*Task details*. Please output only the lines that run from the line containing "If you would be willing to mark the shrub" through the end of the material below, exactly.

— Begin Supplied data —

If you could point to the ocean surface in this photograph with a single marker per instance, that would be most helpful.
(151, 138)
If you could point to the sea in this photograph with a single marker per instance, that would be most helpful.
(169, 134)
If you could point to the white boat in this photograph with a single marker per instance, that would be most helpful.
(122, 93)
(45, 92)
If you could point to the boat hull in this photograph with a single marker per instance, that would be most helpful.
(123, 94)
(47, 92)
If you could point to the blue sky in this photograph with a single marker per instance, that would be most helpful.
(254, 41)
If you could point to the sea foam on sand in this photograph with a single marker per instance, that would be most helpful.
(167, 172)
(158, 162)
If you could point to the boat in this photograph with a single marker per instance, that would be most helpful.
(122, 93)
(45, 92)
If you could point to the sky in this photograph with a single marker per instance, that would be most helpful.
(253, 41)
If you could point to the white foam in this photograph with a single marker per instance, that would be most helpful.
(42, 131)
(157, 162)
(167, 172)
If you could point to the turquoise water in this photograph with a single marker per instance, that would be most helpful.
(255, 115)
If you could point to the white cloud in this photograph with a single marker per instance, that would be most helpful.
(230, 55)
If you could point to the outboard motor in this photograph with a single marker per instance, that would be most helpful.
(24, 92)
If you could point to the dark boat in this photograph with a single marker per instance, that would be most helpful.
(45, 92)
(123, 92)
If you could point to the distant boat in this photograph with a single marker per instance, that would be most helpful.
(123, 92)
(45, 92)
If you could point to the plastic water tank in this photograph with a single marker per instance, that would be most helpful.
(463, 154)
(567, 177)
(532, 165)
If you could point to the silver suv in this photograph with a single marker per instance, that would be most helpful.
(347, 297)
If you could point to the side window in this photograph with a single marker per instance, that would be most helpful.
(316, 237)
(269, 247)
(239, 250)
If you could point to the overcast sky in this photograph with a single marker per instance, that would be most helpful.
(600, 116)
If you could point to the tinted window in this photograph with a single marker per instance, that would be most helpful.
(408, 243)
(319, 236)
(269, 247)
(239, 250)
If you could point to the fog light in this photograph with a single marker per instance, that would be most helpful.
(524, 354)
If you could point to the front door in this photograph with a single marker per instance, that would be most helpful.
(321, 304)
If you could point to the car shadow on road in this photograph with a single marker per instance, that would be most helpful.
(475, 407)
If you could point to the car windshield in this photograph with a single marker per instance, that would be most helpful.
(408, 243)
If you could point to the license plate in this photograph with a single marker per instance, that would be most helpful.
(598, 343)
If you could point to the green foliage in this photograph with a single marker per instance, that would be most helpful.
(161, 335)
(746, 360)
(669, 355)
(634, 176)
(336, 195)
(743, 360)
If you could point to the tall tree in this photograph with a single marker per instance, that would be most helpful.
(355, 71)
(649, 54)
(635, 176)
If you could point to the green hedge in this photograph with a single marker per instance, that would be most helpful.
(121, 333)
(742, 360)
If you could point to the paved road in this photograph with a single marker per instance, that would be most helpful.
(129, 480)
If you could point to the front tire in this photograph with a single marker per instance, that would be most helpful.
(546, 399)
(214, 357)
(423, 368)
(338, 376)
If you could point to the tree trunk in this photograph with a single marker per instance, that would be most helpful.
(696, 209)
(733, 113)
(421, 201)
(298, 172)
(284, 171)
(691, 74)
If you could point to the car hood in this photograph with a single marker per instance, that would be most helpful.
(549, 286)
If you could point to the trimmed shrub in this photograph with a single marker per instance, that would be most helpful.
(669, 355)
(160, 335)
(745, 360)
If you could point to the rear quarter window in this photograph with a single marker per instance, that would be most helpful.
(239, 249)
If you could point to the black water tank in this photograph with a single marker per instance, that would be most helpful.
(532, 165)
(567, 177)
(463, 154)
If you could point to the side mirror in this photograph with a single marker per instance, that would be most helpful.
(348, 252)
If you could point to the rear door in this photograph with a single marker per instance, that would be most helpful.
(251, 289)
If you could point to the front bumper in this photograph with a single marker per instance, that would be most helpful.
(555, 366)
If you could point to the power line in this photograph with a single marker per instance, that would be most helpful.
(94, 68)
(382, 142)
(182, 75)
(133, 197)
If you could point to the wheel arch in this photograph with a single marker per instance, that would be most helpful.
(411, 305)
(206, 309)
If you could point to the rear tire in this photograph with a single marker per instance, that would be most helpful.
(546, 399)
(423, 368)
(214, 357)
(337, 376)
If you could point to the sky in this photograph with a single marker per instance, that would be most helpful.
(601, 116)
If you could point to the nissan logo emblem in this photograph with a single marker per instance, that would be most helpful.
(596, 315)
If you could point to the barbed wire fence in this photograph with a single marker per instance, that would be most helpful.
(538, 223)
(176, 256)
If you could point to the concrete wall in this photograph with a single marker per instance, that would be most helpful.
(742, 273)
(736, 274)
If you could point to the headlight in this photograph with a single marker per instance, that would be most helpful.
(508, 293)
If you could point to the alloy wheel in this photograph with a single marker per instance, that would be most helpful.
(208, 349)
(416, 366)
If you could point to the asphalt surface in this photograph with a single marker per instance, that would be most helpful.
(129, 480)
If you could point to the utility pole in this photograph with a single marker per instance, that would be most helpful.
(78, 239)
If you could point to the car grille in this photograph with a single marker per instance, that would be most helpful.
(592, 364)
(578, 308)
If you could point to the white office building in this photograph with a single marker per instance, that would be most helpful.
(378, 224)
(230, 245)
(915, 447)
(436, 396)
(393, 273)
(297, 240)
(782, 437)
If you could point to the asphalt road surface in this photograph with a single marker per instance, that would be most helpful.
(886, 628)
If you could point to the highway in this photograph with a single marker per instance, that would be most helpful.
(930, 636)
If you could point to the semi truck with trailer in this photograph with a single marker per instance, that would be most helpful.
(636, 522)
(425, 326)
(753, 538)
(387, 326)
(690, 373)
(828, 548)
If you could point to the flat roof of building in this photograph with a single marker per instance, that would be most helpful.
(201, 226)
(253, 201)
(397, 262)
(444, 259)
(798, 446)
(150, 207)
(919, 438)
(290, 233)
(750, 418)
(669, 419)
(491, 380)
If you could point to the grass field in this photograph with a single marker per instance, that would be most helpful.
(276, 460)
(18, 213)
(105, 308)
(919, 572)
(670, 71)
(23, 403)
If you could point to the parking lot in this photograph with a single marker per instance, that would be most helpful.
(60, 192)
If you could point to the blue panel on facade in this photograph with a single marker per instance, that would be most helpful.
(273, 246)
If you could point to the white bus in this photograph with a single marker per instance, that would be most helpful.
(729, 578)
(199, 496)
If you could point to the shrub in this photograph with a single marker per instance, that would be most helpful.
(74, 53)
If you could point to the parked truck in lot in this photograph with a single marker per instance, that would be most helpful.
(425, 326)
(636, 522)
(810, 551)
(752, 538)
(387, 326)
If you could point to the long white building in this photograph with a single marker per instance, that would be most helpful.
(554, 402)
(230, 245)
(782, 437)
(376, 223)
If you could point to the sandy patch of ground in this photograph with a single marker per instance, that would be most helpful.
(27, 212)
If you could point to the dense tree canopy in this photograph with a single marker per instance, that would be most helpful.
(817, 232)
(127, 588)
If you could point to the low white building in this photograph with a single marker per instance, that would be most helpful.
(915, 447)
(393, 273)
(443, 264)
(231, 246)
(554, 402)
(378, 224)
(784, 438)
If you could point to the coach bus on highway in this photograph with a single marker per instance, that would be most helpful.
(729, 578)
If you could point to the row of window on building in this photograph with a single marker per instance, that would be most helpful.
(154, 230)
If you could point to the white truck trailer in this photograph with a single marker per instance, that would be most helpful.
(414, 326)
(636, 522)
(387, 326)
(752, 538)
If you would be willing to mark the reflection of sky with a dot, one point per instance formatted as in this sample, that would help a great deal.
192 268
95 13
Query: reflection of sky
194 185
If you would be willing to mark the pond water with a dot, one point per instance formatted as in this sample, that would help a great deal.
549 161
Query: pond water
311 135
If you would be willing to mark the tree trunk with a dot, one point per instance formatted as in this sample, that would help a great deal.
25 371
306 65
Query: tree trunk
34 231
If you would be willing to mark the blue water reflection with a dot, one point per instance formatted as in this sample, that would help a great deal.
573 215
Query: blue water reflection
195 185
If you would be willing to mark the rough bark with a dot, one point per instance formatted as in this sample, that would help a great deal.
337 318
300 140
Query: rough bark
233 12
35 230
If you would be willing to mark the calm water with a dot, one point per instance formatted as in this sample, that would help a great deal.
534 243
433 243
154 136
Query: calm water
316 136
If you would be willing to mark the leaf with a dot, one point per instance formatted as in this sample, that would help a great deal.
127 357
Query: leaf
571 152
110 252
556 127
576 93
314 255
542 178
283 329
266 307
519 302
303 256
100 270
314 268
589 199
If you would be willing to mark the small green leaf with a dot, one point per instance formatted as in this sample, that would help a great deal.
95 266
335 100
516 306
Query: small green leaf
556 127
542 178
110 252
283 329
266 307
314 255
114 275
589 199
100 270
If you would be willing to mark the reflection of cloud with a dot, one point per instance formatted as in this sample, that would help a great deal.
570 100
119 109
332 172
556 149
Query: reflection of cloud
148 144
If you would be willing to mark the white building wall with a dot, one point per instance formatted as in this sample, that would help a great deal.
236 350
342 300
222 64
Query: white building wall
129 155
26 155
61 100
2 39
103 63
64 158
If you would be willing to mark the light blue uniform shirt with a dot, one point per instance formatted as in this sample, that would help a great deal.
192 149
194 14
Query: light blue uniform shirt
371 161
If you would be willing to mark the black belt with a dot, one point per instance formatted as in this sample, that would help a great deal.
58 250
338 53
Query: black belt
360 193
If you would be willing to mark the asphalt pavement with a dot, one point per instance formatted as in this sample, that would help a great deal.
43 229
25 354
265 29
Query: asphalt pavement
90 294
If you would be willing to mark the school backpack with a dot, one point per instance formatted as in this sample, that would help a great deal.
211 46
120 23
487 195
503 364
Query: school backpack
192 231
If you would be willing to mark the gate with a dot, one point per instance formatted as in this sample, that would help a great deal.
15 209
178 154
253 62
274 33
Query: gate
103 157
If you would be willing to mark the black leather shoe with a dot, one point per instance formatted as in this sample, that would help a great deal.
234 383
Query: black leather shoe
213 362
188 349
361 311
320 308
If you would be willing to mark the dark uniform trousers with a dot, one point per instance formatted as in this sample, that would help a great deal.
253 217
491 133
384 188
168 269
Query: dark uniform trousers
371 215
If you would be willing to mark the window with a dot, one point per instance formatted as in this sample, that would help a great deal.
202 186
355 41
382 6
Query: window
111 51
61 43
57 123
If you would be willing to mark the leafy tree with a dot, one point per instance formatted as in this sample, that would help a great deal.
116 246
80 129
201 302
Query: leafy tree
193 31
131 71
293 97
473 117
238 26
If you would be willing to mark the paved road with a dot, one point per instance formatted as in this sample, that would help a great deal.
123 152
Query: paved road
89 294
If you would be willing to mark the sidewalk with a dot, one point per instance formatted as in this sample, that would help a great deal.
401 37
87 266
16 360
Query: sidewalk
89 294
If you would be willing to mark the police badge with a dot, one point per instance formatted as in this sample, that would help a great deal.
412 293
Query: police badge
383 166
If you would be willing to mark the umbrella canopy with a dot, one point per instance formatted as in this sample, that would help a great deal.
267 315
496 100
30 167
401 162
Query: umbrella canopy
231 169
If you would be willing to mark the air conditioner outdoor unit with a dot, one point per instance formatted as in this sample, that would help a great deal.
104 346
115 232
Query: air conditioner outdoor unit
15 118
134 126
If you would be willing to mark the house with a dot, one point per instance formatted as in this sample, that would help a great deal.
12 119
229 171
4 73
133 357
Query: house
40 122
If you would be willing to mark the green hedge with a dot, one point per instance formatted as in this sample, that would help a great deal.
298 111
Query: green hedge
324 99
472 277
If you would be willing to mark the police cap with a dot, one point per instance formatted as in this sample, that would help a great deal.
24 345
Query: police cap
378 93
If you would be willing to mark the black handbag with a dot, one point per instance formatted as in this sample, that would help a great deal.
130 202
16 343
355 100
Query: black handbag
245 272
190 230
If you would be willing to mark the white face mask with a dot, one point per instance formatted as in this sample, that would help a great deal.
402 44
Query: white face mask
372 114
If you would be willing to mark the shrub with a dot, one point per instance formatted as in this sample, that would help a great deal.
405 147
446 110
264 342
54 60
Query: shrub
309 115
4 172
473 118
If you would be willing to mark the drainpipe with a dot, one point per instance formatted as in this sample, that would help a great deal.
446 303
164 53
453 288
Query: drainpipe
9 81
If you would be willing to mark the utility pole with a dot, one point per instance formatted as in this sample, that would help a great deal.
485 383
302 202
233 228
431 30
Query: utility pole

— End Supplied data —

*Task solution*.
If you would be willing to mark the shrub with a dot, one point per instance formatted as in this sample, that would help a great deal.
405 147
446 110
264 342
54 60
Query: shrub
309 115
4 172
473 118
If you would be willing to mark the drainpipe with a dot, one point per instance formatted as in this sample, that would help a great deal.
446 303
164 53
453 288
Query: drainpipe
9 81
If you would be willing to mark the utility pole with a dot, one point per instance formatted as in this sample, that would help a great deal.
485 383
302 202
233 228
431 30
Query: utility pole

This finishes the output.